* **Records provided**:

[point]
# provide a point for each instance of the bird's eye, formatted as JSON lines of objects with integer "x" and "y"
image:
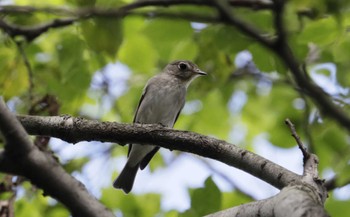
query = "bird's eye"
{"x": 182, "y": 66}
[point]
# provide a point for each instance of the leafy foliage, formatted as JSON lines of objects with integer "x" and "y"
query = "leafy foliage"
{"x": 64, "y": 60}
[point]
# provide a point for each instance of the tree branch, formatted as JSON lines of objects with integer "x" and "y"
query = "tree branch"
{"x": 74, "y": 130}
{"x": 229, "y": 18}
{"x": 21, "y": 157}
{"x": 318, "y": 96}
{"x": 32, "y": 32}
{"x": 292, "y": 201}
{"x": 295, "y": 200}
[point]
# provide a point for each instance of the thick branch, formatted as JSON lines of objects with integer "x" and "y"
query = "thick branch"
{"x": 76, "y": 129}
{"x": 292, "y": 201}
{"x": 21, "y": 157}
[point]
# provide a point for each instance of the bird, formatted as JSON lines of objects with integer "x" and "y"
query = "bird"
{"x": 161, "y": 102}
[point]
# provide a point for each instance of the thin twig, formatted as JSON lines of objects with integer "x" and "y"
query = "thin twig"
{"x": 29, "y": 69}
{"x": 302, "y": 147}
{"x": 227, "y": 17}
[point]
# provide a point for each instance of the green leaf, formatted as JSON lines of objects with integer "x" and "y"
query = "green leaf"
{"x": 147, "y": 205}
{"x": 138, "y": 53}
{"x": 321, "y": 32}
{"x": 103, "y": 35}
{"x": 207, "y": 199}
{"x": 166, "y": 35}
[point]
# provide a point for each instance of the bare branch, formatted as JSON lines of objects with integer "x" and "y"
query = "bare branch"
{"x": 77, "y": 129}
{"x": 228, "y": 18}
{"x": 31, "y": 32}
{"x": 302, "y": 147}
{"x": 21, "y": 157}
{"x": 29, "y": 69}
{"x": 318, "y": 96}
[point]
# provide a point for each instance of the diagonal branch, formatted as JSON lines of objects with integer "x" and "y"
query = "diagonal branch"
{"x": 42, "y": 169}
{"x": 31, "y": 32}
{"x": 77, "y": 129}
{"x": 228, "y": 18}
{"x": 319, "y": 97}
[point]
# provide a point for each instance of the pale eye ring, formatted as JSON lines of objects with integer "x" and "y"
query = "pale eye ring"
{"x": 182, "y": 66}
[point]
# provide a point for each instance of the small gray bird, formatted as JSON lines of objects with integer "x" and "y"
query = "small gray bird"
{"x": 161, "y": 103}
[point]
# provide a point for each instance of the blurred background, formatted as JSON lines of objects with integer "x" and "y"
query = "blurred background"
{"x": 96, "y": 68}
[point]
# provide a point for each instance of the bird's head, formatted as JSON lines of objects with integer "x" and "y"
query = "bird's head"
{"x": 184, "y": 70}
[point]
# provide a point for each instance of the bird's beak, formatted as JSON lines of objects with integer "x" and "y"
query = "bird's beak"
{"x": 200, "y": 72}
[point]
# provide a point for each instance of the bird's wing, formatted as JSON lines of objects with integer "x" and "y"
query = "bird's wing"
{"x": 150, "y": 155}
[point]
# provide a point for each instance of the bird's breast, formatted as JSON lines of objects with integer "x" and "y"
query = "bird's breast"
{"x": 161, "y": 104}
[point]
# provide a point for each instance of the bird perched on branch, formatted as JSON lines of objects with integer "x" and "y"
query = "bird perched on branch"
{"x": 161, "y": 103}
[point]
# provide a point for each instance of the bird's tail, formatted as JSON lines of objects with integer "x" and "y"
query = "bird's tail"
{"x": 126, "y": 178}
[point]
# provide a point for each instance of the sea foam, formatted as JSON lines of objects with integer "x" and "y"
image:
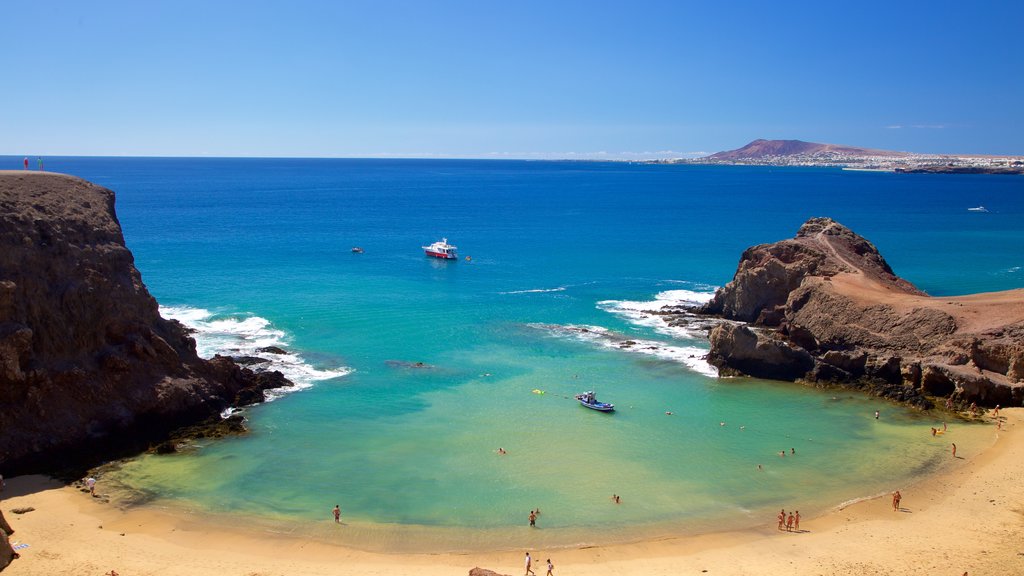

* **Exercise**: In the copy, leave out all pictures, and retype exactly each line from the one with "# provide a point for each instance of the bird perched" through the last line of the entries.

* **Result of the exercise**:
# provide a point for each instance of the bird perched on branch, formatted as JSON lines of objects with integer "x" and "y"
query = "bird perched on branch"
{"x": 161, "y": 103}
[point]
# provide a point for each instance of the bird's tail, formatted as JSON lines of objects with integer "x" and "y"
query = "bird's tail"
{"x": 126, "y": 178}
[point]
# provide a point for each instance of the sea foam, formatted as JSON lines of objects with integer "x" and "y"
image:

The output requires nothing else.